Short exercise — Make an exact transcription of the material, leaving out all images.

Extracted records —
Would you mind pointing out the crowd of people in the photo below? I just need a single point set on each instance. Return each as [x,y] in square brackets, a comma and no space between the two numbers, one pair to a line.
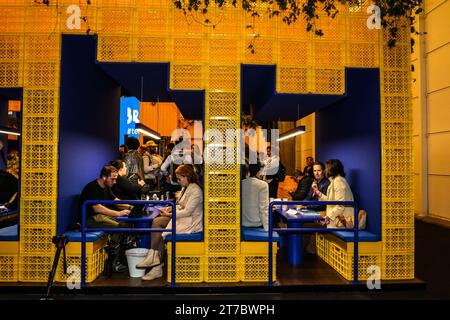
[316,182]
[140,170]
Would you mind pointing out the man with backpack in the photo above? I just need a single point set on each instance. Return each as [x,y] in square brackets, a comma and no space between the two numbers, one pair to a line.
[273,171]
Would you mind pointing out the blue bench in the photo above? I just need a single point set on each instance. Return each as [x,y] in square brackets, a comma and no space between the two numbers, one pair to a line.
[75,236]
[198,236]
[363,236]
[257,234]
[10,233]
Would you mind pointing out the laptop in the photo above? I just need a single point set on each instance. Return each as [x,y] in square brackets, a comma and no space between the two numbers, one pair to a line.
[138,211]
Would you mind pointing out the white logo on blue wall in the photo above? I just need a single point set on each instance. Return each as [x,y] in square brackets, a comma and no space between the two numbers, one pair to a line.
[129,116]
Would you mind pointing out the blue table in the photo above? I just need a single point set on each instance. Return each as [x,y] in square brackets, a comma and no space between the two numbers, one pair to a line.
[295,243]
[143,222]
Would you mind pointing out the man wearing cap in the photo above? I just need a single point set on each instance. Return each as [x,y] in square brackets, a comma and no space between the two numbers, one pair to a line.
[152,162]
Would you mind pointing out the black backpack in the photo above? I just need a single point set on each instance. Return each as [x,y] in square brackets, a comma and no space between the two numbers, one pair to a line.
[281,174]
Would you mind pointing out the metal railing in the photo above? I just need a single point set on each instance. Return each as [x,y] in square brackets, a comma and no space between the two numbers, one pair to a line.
[304,230]
[125,230]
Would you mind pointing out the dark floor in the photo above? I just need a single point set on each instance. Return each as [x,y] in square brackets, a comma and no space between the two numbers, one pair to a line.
[314,280]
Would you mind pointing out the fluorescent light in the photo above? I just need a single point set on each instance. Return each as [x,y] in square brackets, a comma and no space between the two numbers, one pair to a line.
[292,133]
[7,130]
[147,131]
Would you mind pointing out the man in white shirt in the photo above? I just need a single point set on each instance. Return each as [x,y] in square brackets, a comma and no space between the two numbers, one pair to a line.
[270,169]
[255,208]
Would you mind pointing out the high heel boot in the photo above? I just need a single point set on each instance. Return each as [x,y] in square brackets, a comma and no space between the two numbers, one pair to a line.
[151,260]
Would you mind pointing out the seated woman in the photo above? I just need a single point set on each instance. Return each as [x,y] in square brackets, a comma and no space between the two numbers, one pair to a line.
[189,217]
[124,188]
[338,190]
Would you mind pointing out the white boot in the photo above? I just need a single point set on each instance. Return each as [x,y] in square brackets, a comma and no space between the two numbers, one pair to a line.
[154,273]
[151,260]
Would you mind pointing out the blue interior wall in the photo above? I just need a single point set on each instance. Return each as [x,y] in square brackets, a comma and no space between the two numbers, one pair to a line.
[350,131]
[3,137]
[89,123]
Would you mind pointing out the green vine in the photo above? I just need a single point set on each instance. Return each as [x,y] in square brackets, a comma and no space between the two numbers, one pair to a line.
[290,11]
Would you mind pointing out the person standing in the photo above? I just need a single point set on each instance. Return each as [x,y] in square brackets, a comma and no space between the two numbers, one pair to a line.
[270,169]
[255,208]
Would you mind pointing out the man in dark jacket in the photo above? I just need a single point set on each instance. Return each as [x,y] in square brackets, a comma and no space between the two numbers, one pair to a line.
[303,185]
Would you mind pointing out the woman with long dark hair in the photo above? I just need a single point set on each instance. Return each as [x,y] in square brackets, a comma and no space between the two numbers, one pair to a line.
[338,190]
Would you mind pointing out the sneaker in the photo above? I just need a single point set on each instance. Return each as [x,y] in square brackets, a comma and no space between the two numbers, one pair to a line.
[117,266]
[154,273]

Response to the task —
Would you mind pointing out the crowd of people in the photo below? I just need a single point set on each instance. Return each as [x,y] in square brackets, a comma and no space between the two numbers, one pair to a line.
[316,182]
[140,170]
Would you mind pointing out the man with backpack in the photo above? I just need a single point set on each instance. Return each as [x,y] in square brackets, a comma and no space between the two numbers, one pair to a line.
[273,171]
Would you mind pointing out the blue bench in the photo above? I just need a single point set on each instance. Return each as [x,y] in square brackets, a comma and no space between the two numbers, one pair to a line.
[75,236]
[198,236]
[363,236]
[257,234]
[10,233]
Would you mind pointing out the laptop in the photo above? I just need a single point set on each instance. Return each as [x,y] in square brackets, a comma and no space between the two numbers, one pair to a line.
[138,211]
Would you mind pointing out the white logo on blue wall in the photo above? I just need a single point set on each instance. Return each as [x,y] in square brackets, a comma and no space between the two numbers, one pair to a line.
[129,116]
Would you mind pointing out the blue table in the photo above? I just need a single point set on each instance. Return each as [x,y] in square brackets, a comma and no space between the two numbers, one pair to a line.
[295,243]
[143,222]
Would you mind pointing out the man wearing cap in the photo above? I just need a single point set on each instance. Return each as [x,y] in square brackets, a comma and no space between the two numbers, one pair to a line.
[152,162]
Would you mind pointing out the black backpack in the photo above? I just need a single point set on each instance. Return each as [x,y] in square brackets, a comma and no space between the two numbers, one pair to a line.
[281,174]
Would you mind pointing out the metal railing in the photo above? I just need a single point set on each instance. Return each as [x,y] in square brackets, a comma and no space between the two numbers, one pair to a line.
[304,230]
[125,230]
Would you mind pointing out the dark floor in the photo above? I just need a single point set on each instance. Return each as [x,y] in square brackets, a comma and no space between the two numbers, one pair to a line.
[314,280]
Would you mind pointing out the fluorescent light in the photo above? I just need a single point set on each instance. Return each as [x,y] in square brackets, a comma and no space between the two numbers, one pair to a line.
[292,133]
[7,130]
[147,131]
Would you mind pointing out the man in white shirt in the photo above? I just need a single point set on each instance. Return each as [x,y] in square brackets, a comma and no space between the two numbers, one pair to a line.
[270,169]
[255,208]
Would you mind pointing out the high heel boot in the photo above? I just need a single point set on each instance. Return each as [x,y] in square brackets, a comma and no space between the two numbers, one pair to a line.
[151,260]
Would you mind pointing out the seated woman in the photo above? I just need a single point set on each instance. Return each as [x,y] in square brackets, a comma and no space between the two numbers, one pair to a line.
[189,217]
[124,188]
[338,190]
Would you mind pointing out the white boot in the photo above? I just need a single point set on each instance. Return each as [x,y] in square brackets, a comma and no space between the two numbers, one pair to a line.
[154,273]
[151,260]
Would you mind pointing out the blue interior wall in the photo above? I just need a single point set on each instance. Return each as [x,y] in square brackets, a comma and no space between the two numbers, one pair to a line.
[350,131]
[3,137]
[89,123]
Would you mind pointing out the green vine in the photo above? I just need a single point set on each instance. Return each as [x,y] in square brackets, a comma and no space between the two numbers, one pair to a line.
[290,11]
Would you mind pointing out the person standing in the photo above? I just need a single point set on each instance. Return each as [x,y] in square brackets, a comma and no space between the two numbers, one pair to a line.
[270,169]
[255,208]
Would you mind pointing out the man in dark jacket in the photo above? I just need a single point set on each instance. Return each as [x,y] in square brackets, a comma and no space between the two numbers, one pair to a line.
[303,185]
Would you mind pointing out the woman with long dark hair in the photo above? I just need a single point set on each instance. Return each as [x,y] in square brackets, a comma and no space between the two numbers, one pair to a line.
[338,190]
Would you mind pointing out the sneaker in the photo above? I just need a single point set on each instance. Return each as [x,y] in square brackets, a comma and no space between the two numbers, one pair to a line.
[117,266]
[154,273]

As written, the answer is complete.